What you will do:
Reproduce the material word for word; the images stay out.

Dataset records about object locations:
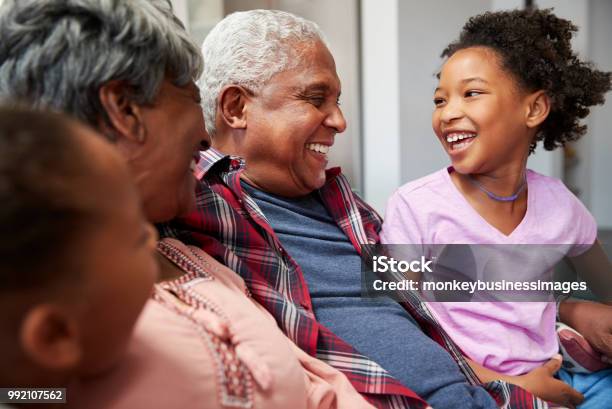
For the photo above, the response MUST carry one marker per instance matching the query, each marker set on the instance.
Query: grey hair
(58, 53)
(248, 48)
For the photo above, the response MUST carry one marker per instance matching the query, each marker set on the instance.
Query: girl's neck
(505, 216)
(501, 182)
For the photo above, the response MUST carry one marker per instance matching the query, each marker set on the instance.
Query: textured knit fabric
(332, 270)
(229, 225)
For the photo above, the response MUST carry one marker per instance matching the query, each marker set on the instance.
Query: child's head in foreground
(510, 81)
(77, 257)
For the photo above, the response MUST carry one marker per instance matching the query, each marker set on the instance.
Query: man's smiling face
(291, 125)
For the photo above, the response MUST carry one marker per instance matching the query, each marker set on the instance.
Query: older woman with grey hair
(127, 68)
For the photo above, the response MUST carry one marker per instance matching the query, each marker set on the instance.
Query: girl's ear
(50, 337)
(232, 108)
(537, 109)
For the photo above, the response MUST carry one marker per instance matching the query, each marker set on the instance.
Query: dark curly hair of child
(534, 46)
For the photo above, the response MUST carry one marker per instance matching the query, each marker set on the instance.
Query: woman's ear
(232, 108)
(538, 108)
(124, 114)
(50, 338)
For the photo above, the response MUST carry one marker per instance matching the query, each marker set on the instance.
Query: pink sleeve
(401, 224)
(585, 228)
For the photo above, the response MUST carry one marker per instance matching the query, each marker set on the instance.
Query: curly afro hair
(534, 45)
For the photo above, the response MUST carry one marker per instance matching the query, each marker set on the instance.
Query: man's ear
(537, 109)
(124, 114)
(50, 338)
(233, 106)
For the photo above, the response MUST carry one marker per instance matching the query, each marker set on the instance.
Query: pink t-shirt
(508, 337)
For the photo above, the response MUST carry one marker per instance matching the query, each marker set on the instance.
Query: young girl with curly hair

Response to the exercise:
For the photo above, the response MUST carry one marker per instance matching the query, each marker set on the instance.
Query: grey hair
(58, 53)
(248, 48)
For the photo above, the response MUST carry one marker per instance matching the query, each marker set on the instance.
Query: girl's neck
(505, 216)
(501, 182)
For the photo above, the response MUST carry one marker per instance matching the query, each marker set on the instance.
Query: textured knit fabric
(332, 270)
(229, 225)
For the photo above, the response MUST carry one marker per instance matching the query, each marker set on the instance.
Query: child's head in foreground
(510, 81)
(77, 257)
For the photo above, the response MUST carry one marker per instance matching the query, each marker set on the instance.
Query: man's smiling face
(291, 125)
For the photo above, the response MUST carry one marker per instance matching the query, each marker set on the instance.
Query: older woman with grey hair
(127, 68)
For the photo above, the response MUST carry one marker per instance matching the query, each marker set on the instance.
Query: girl's ear
(50, 337)
(232, 108)
(537, 109)
For the photo above, the response MUST carry one marker per instance matching the query, each marker set on the instance.
Query: dark curly hair of child
(534, 46)
For the photo above, the response MUST carry one marker per instance matching the query, each marker set on the instance.
Query: woman's ear
(232, 108)
(538, 108)
(124, 114)
(50, 338)
For the photo above, the response MUST carry one marker per instance matching the query, each marker set on the instance.
Query: pink sleeve
(401, 224)
(585, 228)
For the photo above, the response MUST carry one marker per instance matching the query, each marker set on the instance.
Query: curly afro hair
(534, 45)
For the photo above, the response MUST carry one marker per instance matching the query, each marker set on the instance.
Query: man's ear
(537, 109)
(124, 114)
(50, 338)
(233, 106)
For the photo above, the response MUST carry one marker per instance matching the query, each marker set on the instance.
Query: pink t-shirt
(508, 337)
For the photo above, the response MUST carry one marker per instance matching the query, each marker set on the instance.
Query: young girl with curly hair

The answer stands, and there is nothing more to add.